One of the user questions about GDSC dataset is the reason for the recomputation of the dose-response parameters (besides the published original values), and how to compute these values from the raw data.
The need for the re-computation is dose-response parameters are completely driven by the visualization purposes, since in the original source (https://www.cancerrxgene.org/downloads/bulk_download) only the raw data and the single number summaries (AUC and IC50) values are available.
On the portal we processed the raw data following the vignette from https://github.com/CancerRxGene/gdscdata/blob/master/vignettes/gdsc_v17.Rmd. Once we obtain the viability values per replicate, we fit the classical 4 parameter log-logistic dose-response curves using dr4pl R-package (https://cran.r-project.org/web/packages/dr4pl/index.html).

[REQUIRED ACTION]
Please name the R package that the GDSC dose-response note says is used to fit the 4-parameter log-logistic curves.

[STUDY MATERIAL]
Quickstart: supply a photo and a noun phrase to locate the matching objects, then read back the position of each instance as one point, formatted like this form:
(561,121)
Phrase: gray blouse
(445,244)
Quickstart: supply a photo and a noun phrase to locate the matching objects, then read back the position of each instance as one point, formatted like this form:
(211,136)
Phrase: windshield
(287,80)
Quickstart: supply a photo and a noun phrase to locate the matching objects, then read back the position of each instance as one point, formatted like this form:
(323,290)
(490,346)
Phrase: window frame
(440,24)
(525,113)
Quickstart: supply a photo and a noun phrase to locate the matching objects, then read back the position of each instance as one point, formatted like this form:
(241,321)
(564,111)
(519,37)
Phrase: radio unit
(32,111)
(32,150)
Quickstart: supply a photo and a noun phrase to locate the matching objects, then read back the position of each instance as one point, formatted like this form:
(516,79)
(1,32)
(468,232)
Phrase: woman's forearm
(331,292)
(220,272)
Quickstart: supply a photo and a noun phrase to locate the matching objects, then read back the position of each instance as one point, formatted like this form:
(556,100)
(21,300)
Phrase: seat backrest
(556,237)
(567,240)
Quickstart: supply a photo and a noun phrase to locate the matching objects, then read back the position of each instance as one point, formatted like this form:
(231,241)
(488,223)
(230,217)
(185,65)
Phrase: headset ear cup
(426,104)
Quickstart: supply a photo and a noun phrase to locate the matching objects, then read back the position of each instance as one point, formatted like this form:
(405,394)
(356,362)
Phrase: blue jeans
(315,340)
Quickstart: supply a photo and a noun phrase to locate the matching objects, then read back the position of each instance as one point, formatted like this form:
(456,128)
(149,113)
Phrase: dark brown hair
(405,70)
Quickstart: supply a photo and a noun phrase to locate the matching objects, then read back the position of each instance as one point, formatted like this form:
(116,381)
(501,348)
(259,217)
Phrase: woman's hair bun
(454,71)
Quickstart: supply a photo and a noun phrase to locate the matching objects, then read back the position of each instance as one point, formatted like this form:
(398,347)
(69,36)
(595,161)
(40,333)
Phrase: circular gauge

[FINAL ANSWER]
dr4pl